In the material below, repeat only the lines from the one that holds "the red flag" through the final line, exactly as they stand.

* BEGIN Data shown *

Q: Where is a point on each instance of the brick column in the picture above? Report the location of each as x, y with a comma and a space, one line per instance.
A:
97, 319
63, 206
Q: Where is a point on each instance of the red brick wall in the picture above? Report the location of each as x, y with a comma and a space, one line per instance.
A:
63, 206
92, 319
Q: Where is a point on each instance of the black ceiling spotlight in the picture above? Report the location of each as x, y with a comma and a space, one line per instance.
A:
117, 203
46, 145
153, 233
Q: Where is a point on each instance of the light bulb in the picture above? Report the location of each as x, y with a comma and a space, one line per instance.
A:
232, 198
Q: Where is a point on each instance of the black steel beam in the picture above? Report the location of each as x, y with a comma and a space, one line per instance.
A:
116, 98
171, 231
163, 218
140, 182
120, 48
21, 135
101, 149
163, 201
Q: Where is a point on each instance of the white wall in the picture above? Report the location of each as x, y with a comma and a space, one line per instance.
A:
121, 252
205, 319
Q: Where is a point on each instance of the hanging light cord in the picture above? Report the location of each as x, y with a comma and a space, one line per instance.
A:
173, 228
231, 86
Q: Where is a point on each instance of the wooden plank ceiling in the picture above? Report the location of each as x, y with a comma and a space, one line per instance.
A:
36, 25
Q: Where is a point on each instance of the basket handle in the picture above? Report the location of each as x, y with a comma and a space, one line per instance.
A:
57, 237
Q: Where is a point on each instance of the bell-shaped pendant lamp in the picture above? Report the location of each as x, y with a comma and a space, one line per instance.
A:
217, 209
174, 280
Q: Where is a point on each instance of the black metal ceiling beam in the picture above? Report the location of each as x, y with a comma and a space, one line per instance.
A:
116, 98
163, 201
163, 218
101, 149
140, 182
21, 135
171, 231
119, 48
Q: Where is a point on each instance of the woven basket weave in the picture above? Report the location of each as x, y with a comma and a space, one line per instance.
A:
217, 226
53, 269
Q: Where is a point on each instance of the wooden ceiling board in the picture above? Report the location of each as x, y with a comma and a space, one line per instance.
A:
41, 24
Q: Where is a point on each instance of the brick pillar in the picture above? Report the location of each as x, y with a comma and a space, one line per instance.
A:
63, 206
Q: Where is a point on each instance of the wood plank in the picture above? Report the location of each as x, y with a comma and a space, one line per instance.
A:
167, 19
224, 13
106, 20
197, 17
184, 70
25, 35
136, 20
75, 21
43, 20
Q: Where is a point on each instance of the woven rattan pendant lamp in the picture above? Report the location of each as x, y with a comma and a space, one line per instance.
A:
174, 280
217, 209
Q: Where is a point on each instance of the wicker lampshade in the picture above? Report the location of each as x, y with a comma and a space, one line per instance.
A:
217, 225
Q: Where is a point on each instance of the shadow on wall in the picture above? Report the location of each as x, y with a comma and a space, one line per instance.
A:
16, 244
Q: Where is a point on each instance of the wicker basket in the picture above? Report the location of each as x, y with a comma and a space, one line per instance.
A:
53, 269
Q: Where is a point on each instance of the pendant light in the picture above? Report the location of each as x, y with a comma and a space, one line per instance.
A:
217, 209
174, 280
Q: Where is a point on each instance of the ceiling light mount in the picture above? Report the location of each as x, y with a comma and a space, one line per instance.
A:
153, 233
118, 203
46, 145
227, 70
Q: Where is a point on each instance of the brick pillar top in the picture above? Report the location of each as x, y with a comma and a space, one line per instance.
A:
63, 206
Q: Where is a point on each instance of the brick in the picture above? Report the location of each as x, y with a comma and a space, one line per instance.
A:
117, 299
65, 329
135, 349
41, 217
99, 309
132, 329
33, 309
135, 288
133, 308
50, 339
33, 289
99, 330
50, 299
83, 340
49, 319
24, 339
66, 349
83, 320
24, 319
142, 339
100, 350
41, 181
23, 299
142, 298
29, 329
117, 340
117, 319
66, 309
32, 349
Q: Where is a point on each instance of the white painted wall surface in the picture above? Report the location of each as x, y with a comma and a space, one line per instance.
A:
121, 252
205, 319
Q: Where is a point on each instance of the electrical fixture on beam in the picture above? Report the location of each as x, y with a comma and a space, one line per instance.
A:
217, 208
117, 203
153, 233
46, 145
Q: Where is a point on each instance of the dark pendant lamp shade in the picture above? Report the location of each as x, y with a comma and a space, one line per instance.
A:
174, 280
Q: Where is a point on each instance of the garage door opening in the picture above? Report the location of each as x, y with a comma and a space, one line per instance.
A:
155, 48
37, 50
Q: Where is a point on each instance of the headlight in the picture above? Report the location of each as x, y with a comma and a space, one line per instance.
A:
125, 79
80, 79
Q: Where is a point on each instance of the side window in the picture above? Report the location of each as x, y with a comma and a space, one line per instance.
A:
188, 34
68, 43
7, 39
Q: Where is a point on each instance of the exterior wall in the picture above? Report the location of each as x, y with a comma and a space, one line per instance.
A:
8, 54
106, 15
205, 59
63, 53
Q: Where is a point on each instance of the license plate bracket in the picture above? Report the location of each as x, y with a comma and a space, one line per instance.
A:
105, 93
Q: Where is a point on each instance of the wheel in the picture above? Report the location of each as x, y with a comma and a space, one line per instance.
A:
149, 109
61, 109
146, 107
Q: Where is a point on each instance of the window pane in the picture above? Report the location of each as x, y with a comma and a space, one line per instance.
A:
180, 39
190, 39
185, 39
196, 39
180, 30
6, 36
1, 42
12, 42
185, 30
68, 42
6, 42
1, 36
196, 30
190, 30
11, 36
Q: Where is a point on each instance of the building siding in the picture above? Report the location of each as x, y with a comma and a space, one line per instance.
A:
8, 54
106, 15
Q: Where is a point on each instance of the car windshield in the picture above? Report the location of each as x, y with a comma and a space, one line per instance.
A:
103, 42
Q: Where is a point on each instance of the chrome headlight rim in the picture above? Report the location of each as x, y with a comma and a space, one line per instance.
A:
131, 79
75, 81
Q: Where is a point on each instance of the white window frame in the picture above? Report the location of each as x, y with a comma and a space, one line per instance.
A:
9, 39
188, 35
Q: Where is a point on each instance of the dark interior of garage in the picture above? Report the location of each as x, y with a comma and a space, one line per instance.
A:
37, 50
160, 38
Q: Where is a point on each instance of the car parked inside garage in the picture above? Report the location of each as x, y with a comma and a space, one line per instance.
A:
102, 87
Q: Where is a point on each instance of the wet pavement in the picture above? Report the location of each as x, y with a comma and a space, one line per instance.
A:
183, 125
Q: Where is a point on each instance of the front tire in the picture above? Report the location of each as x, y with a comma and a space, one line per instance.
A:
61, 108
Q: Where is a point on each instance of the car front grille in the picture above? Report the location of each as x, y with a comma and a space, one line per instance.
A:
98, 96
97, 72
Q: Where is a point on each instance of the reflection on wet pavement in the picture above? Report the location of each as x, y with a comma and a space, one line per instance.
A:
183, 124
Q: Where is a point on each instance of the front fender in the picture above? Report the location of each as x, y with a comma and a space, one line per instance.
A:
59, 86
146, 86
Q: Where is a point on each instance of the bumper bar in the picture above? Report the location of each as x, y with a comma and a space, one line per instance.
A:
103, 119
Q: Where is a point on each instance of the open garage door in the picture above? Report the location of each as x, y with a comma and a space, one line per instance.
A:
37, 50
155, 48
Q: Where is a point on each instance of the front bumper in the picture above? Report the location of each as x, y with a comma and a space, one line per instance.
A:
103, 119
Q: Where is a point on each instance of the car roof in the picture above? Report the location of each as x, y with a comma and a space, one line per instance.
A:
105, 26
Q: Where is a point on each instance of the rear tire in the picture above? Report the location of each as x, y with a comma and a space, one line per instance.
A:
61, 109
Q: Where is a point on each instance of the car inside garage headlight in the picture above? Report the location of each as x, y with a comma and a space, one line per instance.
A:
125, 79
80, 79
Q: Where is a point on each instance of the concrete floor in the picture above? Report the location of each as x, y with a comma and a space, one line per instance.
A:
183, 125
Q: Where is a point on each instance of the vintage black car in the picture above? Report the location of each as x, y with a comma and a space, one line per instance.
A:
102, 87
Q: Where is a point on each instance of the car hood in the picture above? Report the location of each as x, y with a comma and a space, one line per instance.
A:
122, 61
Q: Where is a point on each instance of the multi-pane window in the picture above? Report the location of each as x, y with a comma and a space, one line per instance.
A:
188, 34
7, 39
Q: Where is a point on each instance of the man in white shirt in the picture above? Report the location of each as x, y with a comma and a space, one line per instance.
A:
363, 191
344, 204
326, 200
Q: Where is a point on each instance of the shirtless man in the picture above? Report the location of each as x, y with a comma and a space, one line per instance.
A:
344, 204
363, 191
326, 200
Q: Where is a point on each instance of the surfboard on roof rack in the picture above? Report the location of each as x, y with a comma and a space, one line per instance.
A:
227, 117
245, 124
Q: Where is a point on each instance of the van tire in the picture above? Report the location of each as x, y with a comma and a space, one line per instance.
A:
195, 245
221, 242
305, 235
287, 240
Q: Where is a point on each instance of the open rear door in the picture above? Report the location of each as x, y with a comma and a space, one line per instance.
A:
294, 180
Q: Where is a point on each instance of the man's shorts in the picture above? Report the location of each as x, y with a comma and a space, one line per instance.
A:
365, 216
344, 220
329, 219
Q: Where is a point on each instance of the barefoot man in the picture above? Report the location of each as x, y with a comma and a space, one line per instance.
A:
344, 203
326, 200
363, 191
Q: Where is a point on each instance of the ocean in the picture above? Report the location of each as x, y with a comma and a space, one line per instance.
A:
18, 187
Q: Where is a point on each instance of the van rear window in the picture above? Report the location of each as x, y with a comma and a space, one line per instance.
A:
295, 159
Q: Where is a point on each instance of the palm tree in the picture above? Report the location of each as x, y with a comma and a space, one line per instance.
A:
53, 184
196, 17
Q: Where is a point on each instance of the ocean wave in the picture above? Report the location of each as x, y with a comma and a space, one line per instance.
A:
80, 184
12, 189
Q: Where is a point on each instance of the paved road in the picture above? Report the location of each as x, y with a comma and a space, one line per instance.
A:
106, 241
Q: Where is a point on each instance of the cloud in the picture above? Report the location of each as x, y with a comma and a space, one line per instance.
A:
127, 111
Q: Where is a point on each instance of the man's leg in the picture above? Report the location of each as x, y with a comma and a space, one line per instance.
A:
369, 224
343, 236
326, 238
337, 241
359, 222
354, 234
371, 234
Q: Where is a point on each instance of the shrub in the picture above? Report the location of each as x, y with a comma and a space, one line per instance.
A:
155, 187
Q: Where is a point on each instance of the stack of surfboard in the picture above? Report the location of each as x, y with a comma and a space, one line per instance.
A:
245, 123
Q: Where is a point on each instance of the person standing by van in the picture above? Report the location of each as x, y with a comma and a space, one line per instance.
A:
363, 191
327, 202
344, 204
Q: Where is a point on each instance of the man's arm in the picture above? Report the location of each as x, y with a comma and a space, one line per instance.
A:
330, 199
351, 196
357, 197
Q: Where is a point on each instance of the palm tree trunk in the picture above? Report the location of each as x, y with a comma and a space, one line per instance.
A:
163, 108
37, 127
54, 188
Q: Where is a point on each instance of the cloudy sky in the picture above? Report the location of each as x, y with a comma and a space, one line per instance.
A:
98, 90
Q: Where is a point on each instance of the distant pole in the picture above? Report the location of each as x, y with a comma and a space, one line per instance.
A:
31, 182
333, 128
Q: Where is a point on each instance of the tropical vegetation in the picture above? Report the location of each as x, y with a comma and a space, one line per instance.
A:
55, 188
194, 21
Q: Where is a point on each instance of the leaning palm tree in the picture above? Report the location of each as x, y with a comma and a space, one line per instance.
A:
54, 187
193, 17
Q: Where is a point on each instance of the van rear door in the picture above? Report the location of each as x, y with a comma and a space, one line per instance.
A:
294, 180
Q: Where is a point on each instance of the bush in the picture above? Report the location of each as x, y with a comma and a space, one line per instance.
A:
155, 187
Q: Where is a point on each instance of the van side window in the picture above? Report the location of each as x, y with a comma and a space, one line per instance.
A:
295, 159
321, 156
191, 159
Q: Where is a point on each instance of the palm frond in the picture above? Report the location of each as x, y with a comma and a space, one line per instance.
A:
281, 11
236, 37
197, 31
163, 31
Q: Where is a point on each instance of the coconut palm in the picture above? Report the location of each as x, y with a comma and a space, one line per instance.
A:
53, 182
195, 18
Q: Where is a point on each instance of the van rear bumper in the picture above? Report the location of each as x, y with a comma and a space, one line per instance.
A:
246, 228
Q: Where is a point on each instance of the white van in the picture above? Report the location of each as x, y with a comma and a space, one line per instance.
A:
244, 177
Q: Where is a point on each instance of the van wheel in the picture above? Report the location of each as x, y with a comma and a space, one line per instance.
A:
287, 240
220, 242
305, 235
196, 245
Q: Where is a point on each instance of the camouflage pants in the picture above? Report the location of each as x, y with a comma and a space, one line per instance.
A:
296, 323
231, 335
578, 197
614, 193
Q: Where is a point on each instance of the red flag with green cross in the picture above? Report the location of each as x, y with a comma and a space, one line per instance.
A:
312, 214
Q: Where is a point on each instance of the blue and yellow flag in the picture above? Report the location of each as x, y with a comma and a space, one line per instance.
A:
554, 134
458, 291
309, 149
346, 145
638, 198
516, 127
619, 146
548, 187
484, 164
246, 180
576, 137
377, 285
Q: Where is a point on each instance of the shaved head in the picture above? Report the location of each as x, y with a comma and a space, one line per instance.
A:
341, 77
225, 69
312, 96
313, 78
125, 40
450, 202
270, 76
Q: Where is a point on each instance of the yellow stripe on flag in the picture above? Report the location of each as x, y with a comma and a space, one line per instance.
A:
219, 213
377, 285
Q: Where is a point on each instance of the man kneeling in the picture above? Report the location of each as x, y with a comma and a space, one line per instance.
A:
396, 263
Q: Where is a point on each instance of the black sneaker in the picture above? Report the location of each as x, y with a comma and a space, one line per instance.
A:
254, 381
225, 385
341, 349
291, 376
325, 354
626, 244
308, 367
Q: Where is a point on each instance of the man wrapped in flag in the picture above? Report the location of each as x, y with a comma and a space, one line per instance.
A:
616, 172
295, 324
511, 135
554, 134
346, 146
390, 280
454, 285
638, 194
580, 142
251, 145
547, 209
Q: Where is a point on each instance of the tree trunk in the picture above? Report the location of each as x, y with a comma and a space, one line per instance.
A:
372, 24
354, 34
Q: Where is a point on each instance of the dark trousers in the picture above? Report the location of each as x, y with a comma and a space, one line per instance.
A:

* END Data shown *

> **Expected answer**
Q: Where is a point on each instance of the red flag with green cross in the picture above? Report the location of each as x, y with a comma and a space, one line per instance.
A:
312, 214
Q: Where is a point on each instance of the blue and yellow flag in the picture above? Report the location of each as x, y with a comma and a space, one line per instance.
A:
554, 134
458, 291
309, 149
346, 145
638, 198
516, 127
619, 146
548, 187
484, 164
246, 180
576, 137
377, 285
Q: Where is a point on each instance of the shaved head in the picture above? Report the location of each as x, y with a comma and a space, one line per instance.
A:
341, 77
225, 69
312, 96
313, 78
125, 40
450, 202
270, 76
Q: Where is a point on each instance of the yellow stripe on flag in the picture above? Report the location of each as x, y with a comma and a space, one line per instance.
A:
219, 213
377, 285
Q: Where is a point on each instance of the man kneeling in the picture above? Report the location of each as x, y with a comma and a space, one line per instance.
A:
396, 263
Q: Where is a point on each instance of the black sneaker in the picture above? Report the location of each as x, y with a comma and a space, one line per instance.
A:
254, 381
225, 385
341, 349
291, 376
325, 354
626, 244
308, 367
Q: Where is a point on each instance of the man wrapped in flag in the picture above? Report the location of each as x, y with a comma and a space, one line per instance.
A:
616, 172
295, 324
511, 135
554, 134
346, 146
390, 280
454, 285
638, 194
580, 142
251, 145
547, 209
Q: Where is a point on each instance of the tree trunk in the picture above? Report the location of each as x, y with a comma and a space, one line per instance.
A:
372, 24
354, 34
Q: Where is a point on each instance of the dark trousers in the picture above? Report the location of each as x, y with a comma and a space, one line per instance.
A:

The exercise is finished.